WRITTEN INSTRUCTION A.
Retype the stretch of the ethnocentrism excerpt from "Am I arguing" through "fully understand it.".

— Start TEXT EXCERPT —

Ethnocentric attitudes take place in a particular context in the United States. Previous scholars have discussed the culture war in the United States and argued that we have two major ideological groups with a great deal of disaffection to each other. Previous research has utilized RWA scales to operationalize the disaffection cultural and political conservatives have towards their opponents in the culture war. That work is accurate in that it looks at the processes of dehumanization and authoritarianism when perpetuated by political and religious conservatives. But until recently there has been very little work documenting the hostility cultural progressives have towards their opponents (although see this blog series for one example of such work). Since conservative Christians are often conceptualized as the embodiment of the conservative opposition to cultural progressives, my scale of Christian dehumanization is a way we can assess the degree and nature of the hostility within cultural progressives.
Am I arguing that the way ethnocentrism manifests itself is exactly the same regardless of whether it is ethnocentrism by those with conventional perspectives as opposed to those with unconventional perspectives? No, because context does matter. I showed in my last post that those with unconventional attitudes are less supportive of the death penalty than those with conventional attitudes. So the willingness to use the death penalty has to be taken into consideration as we look at how vindictiveness can manifest itself in the ethnocentrism in either group. We have to understand the social context in which this ethnocentrism exhibits itself to fully understand it.
Another key context is the sort of authority figures used. Both those with conventional and unconventional attitudes are quite willing to use authorities to punish out-group members. But those high in RWA tend to concentrate on using the law and justice apparatus of the government to go after political, cultural and sexual minorities. Those who dehumanize Christians seem to prefer using educational institutions to marginalize and stigmatize conservative Christians. This difference may be important in helping us to understand what ethnocentrism looks like when we see it in religious/political progressives. If we want to protect individuals from the misuse of authorities by conservatives then we have to look at the potential misuse of legal apparatuses. But if we want to protect individuals from the misuse of authorities by progressives then we have to look at potential misuse in the educational system. It is in this context that my previous work documenting the willingness of professors to discriminate against conservative Christians can be better understood.
If I have a final takeaway from this particular study, it is that dysfunctional social attitudes tend to transcend different groups but they manifest themselves within the context of those groups. We tend to assert that those we disagree with are uniquely immoral and that helps feed our ethnocentrism as we feel better about those who support our beliefs. A more humble, but ultimately healthier, attitude is to recognize that the shortcomings we see in those who are different from us can often be found within those who agree with us. This self-introspection is difficult to do for a variety of reasons, perhaps some that I will discuss in a future blog, but this introspection can help us corral some of our worse demons. Such an attitude does not mean that we have to abandon our deeply held beliefs but it can help us to recognize that those with whom we disagree may not be the monsters we can sometimes make them out to be.

— End TEXT EXCERPT —
— Start RECORDS —

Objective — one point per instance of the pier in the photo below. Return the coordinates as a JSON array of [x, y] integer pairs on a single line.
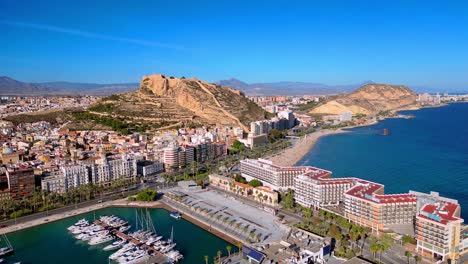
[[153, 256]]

— End RECORDS —
— Start RECORDS —

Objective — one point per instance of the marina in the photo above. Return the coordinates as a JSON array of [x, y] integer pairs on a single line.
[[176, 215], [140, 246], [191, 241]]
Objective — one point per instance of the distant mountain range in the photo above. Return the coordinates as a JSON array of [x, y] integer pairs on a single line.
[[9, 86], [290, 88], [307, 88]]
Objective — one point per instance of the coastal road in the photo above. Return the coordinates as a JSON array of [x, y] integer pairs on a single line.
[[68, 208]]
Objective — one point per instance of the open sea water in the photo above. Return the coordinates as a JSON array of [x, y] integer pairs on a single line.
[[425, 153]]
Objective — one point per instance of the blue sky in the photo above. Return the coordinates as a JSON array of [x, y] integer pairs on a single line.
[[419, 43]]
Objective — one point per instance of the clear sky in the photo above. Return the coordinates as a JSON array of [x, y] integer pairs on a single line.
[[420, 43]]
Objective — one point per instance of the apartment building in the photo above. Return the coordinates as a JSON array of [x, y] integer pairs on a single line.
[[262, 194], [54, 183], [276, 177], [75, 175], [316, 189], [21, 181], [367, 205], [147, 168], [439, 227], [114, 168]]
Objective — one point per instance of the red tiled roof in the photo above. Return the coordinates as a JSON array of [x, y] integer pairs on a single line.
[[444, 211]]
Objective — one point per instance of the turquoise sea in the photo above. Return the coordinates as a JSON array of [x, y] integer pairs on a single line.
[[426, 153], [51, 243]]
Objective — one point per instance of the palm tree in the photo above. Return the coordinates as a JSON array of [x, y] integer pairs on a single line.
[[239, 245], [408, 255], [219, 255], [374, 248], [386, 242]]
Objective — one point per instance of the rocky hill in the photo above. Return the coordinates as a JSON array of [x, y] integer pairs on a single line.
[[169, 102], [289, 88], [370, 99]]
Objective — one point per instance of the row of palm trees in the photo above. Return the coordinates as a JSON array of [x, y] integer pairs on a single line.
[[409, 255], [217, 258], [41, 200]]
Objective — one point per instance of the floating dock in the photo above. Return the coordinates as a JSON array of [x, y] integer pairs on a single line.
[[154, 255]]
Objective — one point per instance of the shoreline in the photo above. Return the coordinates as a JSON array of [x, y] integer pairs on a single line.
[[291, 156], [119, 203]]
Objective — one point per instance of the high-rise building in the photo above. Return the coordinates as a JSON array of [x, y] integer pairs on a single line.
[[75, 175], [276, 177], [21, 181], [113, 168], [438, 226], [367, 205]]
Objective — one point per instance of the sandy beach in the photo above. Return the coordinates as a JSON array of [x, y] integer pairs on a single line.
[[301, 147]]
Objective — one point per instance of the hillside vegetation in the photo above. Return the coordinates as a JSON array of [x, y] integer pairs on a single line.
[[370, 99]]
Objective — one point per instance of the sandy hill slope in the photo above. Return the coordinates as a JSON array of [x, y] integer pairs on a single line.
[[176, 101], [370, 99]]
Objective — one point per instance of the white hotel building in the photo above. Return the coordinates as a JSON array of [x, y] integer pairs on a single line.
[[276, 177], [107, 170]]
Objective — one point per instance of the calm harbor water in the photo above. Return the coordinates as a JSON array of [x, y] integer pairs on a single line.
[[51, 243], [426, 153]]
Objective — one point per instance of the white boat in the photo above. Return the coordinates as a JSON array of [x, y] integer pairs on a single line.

— End RECORDS —
— Start RECORDS —

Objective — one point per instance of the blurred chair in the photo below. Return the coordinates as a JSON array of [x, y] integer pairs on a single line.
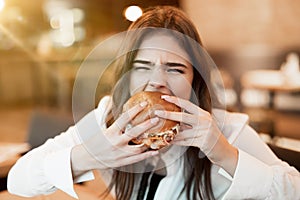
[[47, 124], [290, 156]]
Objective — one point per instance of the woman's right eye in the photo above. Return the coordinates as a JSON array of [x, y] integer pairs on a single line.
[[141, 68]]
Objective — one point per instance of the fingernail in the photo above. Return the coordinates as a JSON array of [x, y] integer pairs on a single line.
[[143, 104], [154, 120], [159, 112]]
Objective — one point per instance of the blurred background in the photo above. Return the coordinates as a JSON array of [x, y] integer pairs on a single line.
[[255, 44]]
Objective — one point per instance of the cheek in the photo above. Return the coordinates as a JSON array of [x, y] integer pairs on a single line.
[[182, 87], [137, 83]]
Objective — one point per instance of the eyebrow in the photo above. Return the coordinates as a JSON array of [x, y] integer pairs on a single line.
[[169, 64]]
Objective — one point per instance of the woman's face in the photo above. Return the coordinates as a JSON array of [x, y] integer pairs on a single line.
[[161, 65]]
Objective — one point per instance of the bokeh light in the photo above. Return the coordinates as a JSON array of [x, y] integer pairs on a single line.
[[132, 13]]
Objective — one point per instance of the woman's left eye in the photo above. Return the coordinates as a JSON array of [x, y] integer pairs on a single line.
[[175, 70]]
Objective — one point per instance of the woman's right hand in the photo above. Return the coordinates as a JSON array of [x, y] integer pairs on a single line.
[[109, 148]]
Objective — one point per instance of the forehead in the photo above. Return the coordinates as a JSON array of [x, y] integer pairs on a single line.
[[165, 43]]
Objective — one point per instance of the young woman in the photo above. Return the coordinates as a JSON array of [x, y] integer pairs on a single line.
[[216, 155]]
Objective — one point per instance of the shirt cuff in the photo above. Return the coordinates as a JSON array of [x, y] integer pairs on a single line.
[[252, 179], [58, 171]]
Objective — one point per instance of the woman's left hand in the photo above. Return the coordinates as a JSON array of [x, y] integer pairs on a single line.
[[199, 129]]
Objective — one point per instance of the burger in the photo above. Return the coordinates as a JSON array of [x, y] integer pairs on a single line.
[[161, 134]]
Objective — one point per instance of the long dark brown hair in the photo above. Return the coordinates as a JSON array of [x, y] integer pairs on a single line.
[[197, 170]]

— End RECORDS —

WRITTEN INSTRUCTION B.
In the records, repeat word for word the stretch from the line containing "Objective — one point per instance of the floating" through the line containing "[[291, 156], [119, 203]]".

CORRECT RESPONSE A.
Am I arguing that the way ethnocentrism manifests itself is exactly the same regardless of whether it is ethnocentrism by those with conventional perspectives as opposed to those with unconventional perspectives? No, because context does matter. I showed in my last post that those with unconventional attitudes are less supportive of the death penalty than those with conventional attitudes. So the willingness to use the death penalty has to be taken into consideration as we look at how vindictiveness can manifest itself in the ethnocentrism in either group. We have to understand the social context in which this ethnocentrism exhibits itself to fully understand it.

CORRECT RESPONSE B.
Objective — one point per instance of the floating dock in the photo above. Return the coordinates as a JSON array of [x, y] integer pairs on a single line.
[[154, 255]]
Objective — one point per instance of the shoreline in the photo above. Return the coordinates as a JSON array of [x, y] integer pairs on a single line.
[[291, 156], [119, 203]]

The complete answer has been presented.